▶ **Prompt**
Scan the entries for lines with the word "column" and copy those lines.

*** Opening Source records ***

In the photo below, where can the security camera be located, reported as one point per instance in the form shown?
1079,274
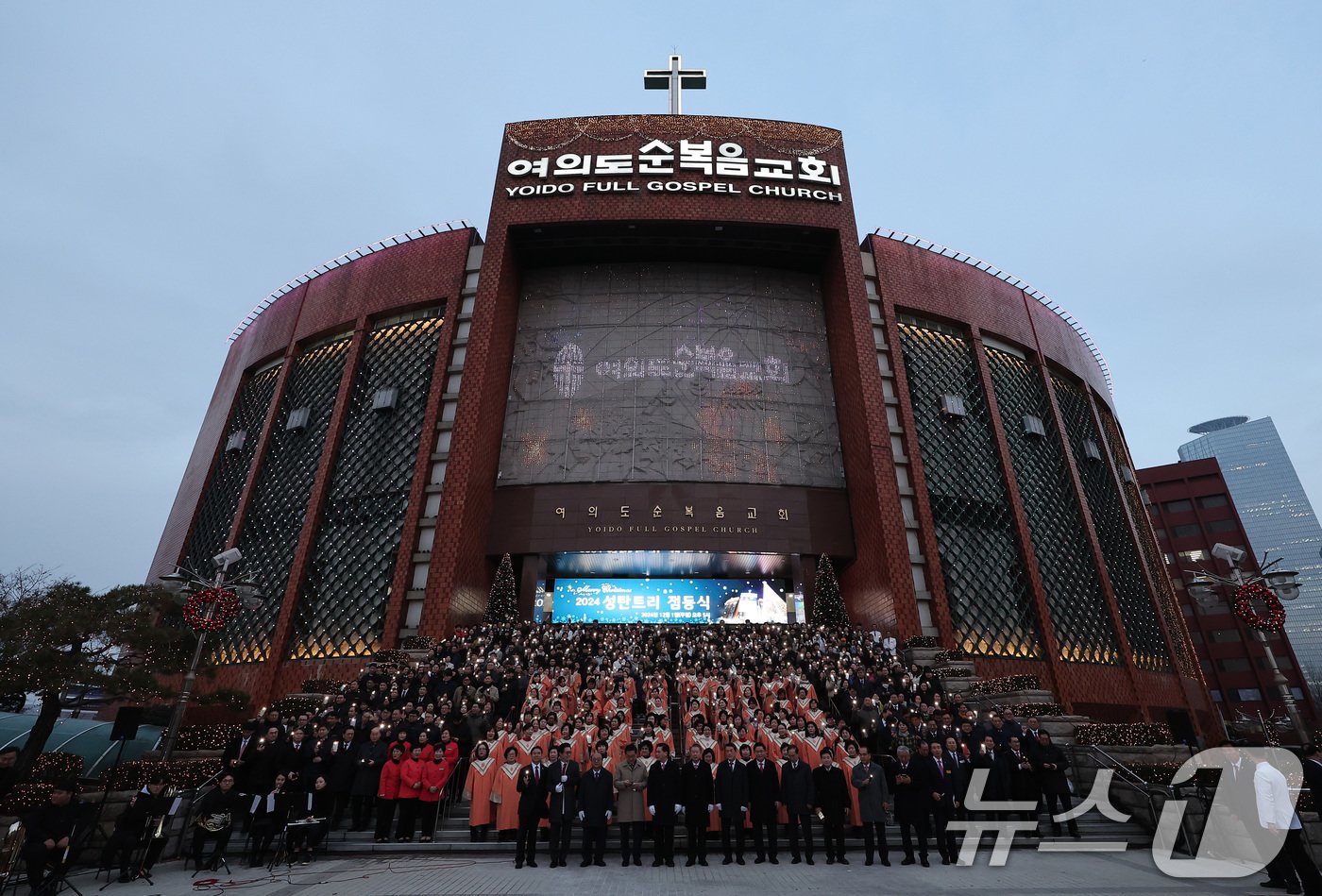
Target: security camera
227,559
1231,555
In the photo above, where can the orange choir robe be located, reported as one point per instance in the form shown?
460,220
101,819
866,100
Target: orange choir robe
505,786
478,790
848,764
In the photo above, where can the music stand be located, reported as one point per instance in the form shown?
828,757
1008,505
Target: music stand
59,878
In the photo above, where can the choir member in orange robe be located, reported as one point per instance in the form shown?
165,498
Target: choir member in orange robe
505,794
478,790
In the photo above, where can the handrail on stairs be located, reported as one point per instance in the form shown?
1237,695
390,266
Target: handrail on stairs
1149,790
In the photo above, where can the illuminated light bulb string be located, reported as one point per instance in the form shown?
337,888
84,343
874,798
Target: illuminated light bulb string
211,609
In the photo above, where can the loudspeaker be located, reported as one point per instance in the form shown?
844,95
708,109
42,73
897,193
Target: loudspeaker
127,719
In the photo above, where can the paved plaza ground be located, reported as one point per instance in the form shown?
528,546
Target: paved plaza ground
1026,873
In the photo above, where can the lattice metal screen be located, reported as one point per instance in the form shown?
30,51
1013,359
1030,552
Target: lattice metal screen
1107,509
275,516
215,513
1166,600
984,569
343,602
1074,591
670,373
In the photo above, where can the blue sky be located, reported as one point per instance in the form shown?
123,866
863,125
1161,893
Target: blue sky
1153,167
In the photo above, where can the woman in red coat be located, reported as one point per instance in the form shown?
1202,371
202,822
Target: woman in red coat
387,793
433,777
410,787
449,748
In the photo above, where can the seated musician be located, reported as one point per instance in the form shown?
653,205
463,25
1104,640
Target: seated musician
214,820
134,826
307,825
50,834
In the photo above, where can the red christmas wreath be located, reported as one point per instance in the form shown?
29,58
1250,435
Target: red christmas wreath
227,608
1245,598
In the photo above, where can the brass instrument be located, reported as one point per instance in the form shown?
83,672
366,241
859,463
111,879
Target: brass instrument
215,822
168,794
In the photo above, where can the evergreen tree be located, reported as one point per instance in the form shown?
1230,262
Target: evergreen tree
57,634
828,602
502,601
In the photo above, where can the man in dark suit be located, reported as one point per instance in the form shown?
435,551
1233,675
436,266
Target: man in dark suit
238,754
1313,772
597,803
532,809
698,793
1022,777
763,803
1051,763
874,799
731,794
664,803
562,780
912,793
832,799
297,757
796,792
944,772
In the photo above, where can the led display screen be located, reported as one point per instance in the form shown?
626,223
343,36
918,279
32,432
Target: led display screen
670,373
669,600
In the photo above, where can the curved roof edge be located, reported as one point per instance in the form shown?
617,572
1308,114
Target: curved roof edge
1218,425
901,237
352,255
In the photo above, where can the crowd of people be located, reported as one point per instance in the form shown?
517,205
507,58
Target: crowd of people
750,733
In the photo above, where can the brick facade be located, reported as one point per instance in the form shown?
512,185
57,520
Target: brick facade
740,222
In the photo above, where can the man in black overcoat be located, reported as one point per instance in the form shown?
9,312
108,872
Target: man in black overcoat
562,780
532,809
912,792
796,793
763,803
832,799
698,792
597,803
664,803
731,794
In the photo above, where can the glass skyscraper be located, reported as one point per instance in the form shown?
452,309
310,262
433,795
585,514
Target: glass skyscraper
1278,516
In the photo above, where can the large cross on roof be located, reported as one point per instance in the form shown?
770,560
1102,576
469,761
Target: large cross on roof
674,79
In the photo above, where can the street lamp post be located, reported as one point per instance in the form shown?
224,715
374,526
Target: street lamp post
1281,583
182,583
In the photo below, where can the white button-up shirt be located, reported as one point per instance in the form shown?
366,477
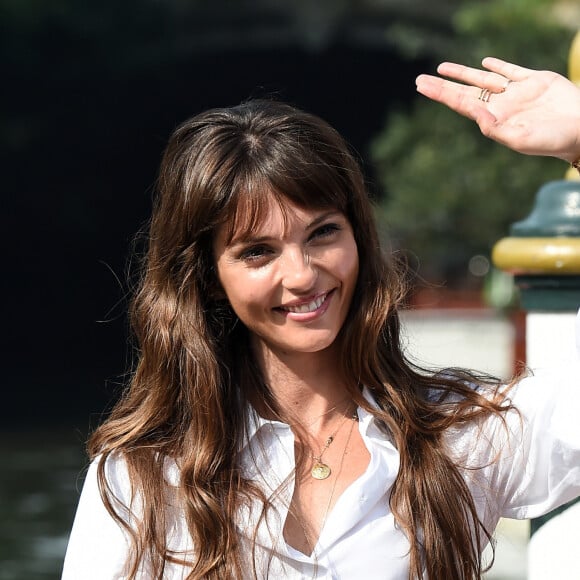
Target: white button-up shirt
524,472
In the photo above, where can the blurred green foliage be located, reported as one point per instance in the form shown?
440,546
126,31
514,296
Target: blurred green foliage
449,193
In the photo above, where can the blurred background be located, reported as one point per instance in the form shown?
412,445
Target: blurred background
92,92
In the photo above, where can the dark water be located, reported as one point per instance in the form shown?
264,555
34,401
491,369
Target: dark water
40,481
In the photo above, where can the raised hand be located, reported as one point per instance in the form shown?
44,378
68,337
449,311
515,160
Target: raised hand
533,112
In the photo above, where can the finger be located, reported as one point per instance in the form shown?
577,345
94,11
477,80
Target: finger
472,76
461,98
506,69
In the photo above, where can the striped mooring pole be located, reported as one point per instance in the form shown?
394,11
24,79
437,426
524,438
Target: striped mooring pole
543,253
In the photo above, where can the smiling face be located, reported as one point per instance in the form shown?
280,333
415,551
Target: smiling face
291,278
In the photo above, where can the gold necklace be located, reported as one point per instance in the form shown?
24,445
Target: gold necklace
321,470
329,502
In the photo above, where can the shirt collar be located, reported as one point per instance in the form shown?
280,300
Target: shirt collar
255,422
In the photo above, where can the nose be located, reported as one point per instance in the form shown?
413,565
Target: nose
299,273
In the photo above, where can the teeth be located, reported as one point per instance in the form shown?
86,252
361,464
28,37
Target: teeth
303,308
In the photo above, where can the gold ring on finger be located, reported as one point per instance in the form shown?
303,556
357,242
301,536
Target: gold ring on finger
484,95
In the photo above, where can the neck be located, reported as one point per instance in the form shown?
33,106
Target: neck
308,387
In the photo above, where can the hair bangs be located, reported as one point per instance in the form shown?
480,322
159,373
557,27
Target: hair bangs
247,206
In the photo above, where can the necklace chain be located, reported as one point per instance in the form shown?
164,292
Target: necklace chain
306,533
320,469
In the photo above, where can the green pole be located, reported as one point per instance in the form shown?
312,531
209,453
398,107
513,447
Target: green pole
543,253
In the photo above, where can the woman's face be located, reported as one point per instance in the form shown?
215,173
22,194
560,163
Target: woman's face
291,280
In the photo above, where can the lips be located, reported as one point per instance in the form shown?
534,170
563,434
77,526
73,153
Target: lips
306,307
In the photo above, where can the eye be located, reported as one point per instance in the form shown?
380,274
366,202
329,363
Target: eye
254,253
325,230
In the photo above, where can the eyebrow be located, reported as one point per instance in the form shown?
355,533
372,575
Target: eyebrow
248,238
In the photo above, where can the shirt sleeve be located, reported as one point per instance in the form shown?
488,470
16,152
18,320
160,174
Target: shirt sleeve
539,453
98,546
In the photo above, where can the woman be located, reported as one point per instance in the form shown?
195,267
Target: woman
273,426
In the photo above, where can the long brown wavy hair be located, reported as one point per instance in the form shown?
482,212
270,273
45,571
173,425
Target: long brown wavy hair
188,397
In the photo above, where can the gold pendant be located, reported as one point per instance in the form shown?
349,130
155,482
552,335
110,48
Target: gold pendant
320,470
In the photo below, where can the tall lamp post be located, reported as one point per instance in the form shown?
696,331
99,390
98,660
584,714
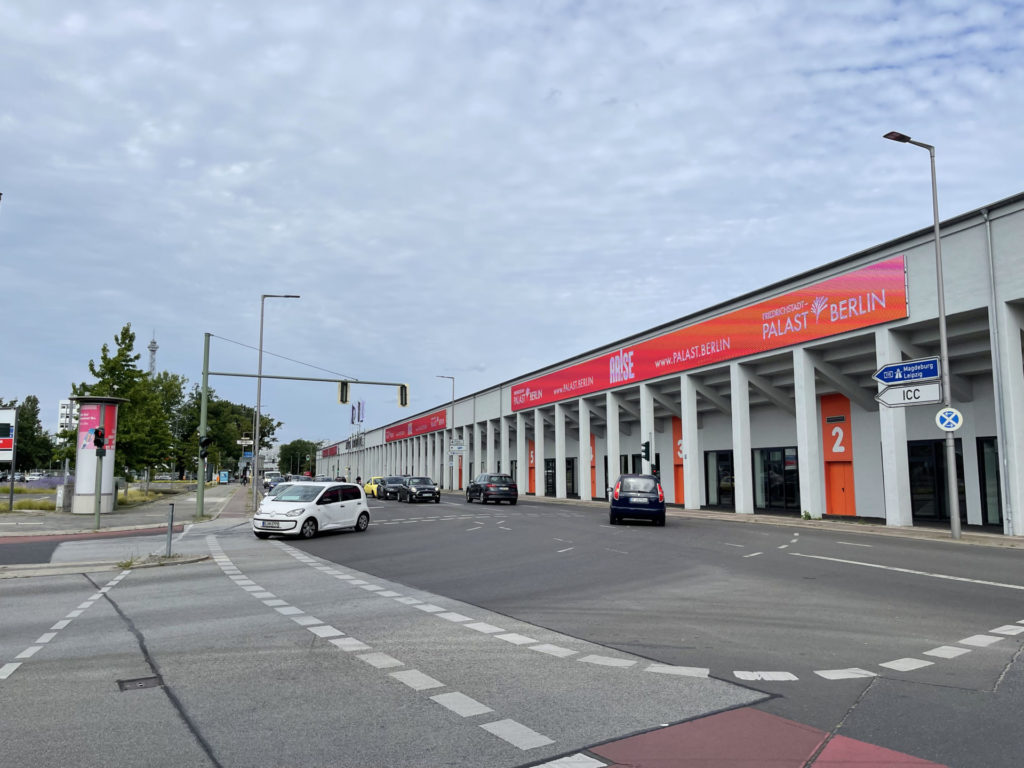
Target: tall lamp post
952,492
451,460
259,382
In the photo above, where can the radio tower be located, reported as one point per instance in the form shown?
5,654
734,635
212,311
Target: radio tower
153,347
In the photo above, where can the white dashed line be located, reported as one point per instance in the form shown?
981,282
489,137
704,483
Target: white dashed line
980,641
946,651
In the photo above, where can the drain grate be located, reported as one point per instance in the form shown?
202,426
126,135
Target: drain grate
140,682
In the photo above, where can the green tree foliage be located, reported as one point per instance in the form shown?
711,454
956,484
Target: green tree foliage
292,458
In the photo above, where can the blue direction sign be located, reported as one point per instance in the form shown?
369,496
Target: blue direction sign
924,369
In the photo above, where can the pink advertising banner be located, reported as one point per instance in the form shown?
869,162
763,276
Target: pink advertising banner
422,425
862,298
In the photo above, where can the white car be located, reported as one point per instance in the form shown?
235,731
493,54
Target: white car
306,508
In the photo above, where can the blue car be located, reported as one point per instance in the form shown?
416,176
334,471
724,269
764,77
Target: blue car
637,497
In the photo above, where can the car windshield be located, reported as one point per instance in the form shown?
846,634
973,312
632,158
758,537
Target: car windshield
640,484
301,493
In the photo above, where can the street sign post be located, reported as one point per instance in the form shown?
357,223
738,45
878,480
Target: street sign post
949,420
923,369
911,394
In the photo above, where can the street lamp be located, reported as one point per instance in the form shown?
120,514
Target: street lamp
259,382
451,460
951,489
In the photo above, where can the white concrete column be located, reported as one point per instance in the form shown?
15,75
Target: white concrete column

*** Closing Source records ***

▶ **The completed task**
In the photo above, where can the white concrete column be located, reported as one point per instance in the form shown?
Target: white concrete column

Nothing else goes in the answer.